__Task requirements__. Which lines of the material below contain the word "road"? Show every one of them in full.

__Source data__.
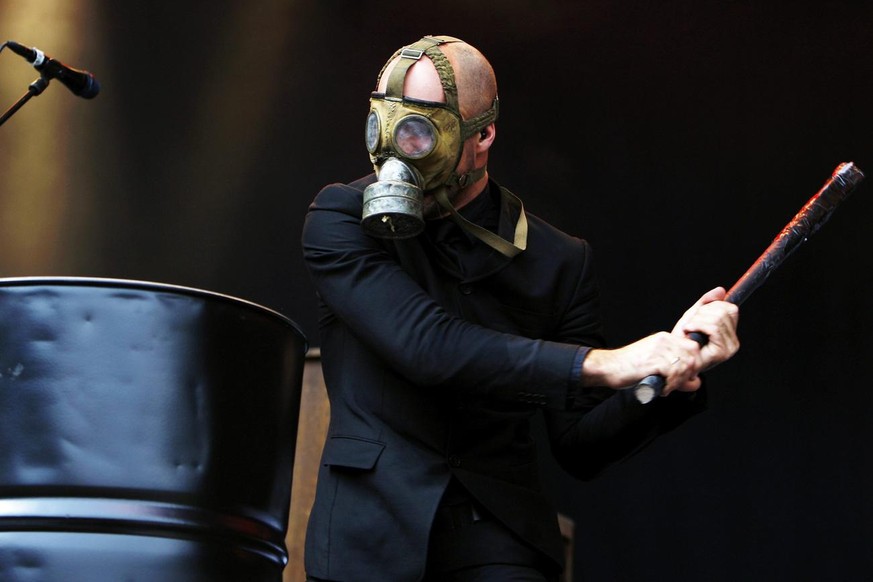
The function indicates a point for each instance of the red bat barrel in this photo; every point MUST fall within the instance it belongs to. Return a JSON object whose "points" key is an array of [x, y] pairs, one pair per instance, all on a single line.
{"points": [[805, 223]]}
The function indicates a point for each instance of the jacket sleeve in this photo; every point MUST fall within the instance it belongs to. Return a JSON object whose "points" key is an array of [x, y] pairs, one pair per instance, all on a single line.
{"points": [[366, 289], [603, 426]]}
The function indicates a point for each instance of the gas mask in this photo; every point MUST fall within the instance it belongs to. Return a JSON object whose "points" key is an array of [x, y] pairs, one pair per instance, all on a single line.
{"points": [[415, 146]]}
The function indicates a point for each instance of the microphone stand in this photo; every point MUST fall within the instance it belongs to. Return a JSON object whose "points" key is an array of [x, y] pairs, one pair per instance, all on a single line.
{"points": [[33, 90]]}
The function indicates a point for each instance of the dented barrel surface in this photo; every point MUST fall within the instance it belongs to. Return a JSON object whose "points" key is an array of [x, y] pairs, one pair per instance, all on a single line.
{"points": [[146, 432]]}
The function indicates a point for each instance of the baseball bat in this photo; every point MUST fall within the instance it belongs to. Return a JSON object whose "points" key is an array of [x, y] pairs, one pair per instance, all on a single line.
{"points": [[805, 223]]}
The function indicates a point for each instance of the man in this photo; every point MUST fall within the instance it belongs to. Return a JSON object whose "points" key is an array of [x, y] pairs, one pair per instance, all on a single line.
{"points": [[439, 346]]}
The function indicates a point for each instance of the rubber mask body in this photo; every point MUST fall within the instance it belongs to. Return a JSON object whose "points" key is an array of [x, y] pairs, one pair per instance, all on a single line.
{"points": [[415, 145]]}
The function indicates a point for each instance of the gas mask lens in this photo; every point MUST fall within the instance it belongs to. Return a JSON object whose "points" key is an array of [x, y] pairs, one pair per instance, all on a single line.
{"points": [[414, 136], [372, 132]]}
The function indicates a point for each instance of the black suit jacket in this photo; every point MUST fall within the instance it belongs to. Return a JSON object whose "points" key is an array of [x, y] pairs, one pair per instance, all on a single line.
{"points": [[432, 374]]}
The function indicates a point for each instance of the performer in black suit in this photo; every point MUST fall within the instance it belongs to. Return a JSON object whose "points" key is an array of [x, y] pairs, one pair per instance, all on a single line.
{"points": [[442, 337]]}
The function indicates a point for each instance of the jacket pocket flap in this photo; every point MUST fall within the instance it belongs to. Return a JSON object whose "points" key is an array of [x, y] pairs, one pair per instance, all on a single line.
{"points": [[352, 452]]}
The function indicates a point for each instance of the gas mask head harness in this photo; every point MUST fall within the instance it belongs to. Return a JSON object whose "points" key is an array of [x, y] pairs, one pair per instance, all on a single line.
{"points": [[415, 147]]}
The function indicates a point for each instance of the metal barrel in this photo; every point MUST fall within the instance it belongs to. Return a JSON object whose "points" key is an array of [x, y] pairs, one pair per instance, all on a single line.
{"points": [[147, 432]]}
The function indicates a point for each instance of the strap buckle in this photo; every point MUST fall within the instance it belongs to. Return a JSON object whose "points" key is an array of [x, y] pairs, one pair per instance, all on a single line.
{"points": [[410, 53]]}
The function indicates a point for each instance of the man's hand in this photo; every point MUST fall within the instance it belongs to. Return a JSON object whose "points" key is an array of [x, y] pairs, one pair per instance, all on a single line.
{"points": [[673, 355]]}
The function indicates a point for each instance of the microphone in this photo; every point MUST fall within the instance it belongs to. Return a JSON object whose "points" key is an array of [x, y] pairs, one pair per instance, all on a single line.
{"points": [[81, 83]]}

---

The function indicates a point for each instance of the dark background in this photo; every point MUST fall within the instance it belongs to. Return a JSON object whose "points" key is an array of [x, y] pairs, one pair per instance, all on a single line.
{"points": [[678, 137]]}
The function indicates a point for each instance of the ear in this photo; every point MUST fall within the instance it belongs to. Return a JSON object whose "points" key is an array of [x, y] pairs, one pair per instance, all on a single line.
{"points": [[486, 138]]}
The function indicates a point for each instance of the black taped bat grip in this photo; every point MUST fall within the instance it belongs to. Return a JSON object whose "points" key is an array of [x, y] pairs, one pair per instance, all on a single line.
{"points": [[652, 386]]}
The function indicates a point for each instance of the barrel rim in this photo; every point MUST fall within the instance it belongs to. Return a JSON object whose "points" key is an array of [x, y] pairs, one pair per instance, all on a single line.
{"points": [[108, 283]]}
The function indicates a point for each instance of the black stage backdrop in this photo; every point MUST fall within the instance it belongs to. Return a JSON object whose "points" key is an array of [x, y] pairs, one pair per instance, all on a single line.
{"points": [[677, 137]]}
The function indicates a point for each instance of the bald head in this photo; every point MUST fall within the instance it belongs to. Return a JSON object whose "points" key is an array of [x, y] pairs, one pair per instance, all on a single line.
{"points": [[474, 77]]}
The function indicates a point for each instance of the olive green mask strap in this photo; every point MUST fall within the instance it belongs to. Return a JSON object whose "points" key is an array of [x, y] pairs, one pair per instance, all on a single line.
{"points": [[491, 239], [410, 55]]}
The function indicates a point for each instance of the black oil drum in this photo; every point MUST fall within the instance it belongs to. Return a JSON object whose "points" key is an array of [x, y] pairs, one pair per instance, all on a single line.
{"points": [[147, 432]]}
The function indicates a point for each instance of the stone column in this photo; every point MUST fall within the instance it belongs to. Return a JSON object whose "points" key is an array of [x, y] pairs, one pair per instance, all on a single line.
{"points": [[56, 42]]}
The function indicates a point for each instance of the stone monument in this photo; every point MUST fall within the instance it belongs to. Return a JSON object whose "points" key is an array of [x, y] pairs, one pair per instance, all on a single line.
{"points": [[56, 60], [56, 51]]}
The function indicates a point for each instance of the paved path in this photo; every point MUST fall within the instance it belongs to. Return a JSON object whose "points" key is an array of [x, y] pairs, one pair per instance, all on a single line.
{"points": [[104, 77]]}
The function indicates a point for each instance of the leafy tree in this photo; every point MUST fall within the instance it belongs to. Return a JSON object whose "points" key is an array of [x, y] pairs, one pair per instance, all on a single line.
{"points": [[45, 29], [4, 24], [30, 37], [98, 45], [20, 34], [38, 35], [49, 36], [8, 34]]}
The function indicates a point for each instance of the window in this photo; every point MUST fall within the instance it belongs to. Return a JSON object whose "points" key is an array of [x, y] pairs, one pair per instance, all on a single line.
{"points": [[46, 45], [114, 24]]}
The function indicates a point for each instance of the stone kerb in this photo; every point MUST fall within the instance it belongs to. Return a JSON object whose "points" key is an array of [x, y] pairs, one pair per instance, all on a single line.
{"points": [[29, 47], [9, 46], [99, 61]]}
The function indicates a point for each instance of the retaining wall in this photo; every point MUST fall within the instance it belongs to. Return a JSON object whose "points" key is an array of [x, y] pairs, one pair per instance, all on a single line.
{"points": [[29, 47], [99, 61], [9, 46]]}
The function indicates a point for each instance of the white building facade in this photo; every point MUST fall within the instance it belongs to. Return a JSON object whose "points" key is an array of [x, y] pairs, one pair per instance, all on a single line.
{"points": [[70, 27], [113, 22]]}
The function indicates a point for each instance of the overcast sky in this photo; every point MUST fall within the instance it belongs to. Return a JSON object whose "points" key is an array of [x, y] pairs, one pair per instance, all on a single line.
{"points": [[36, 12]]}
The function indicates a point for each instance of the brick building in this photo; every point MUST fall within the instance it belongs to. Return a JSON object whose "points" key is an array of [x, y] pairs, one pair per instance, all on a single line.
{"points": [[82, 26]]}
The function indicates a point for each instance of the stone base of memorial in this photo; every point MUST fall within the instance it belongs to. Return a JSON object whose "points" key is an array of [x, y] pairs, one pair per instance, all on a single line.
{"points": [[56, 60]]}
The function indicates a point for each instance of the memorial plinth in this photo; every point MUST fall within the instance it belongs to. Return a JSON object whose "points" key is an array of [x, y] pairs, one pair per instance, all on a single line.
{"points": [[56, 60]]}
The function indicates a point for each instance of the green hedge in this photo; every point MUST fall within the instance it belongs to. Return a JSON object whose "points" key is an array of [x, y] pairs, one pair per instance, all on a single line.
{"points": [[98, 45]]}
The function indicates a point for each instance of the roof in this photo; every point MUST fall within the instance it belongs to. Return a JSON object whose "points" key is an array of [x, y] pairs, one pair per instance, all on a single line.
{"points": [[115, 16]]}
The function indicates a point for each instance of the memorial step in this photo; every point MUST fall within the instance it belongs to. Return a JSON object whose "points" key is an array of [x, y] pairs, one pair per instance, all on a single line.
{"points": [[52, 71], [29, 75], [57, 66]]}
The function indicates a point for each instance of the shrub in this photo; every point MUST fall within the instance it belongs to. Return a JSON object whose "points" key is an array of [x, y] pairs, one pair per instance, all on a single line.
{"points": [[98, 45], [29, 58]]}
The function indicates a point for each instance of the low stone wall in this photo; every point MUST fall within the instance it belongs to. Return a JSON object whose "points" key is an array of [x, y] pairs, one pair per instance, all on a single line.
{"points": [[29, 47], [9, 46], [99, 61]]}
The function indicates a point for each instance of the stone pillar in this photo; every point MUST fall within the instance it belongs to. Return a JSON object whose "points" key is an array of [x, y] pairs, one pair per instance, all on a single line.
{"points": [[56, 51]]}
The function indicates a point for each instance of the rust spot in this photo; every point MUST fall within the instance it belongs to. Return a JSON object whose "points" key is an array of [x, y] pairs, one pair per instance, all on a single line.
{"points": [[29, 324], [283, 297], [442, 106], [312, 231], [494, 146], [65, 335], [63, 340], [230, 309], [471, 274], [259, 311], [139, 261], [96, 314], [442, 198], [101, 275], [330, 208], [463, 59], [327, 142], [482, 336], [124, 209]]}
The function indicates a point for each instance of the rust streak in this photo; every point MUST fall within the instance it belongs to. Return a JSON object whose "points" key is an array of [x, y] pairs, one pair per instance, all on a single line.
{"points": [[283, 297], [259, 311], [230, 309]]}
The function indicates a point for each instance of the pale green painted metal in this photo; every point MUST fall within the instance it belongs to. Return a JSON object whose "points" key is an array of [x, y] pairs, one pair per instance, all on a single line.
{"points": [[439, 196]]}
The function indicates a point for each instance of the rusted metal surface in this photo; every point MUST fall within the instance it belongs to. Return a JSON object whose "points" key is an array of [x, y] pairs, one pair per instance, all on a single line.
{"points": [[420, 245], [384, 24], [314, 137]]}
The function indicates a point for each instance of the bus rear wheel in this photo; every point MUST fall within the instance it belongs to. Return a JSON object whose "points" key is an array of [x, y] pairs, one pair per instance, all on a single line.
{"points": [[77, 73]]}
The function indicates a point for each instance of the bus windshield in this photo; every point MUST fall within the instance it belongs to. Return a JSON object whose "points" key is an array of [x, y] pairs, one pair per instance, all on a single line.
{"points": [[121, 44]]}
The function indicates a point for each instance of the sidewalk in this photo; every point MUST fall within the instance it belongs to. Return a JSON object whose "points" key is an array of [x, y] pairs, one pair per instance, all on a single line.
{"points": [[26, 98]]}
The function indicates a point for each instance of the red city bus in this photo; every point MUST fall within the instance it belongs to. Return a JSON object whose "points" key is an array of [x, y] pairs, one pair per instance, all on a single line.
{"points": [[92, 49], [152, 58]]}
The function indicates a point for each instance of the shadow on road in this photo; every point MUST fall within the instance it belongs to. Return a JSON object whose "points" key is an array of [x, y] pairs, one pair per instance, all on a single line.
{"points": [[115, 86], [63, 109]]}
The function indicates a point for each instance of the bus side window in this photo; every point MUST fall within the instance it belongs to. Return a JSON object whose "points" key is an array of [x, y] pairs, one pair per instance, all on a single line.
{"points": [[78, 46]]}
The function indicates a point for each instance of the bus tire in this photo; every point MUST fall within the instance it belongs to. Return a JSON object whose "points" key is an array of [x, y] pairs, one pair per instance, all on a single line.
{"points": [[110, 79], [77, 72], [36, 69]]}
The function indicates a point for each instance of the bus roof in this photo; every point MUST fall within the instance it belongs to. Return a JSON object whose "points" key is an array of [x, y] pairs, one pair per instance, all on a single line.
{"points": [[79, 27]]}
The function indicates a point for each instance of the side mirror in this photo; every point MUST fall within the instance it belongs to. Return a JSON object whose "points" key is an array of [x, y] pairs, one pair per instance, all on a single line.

__Result for this task__.
The function indicates a point for each instance of the shadow on road in this photo; every point MUST fall within the instance it belongs to. Return a JSON object whose "points" key is an array of [x, y] pairs, one pair per instance, all on a single line.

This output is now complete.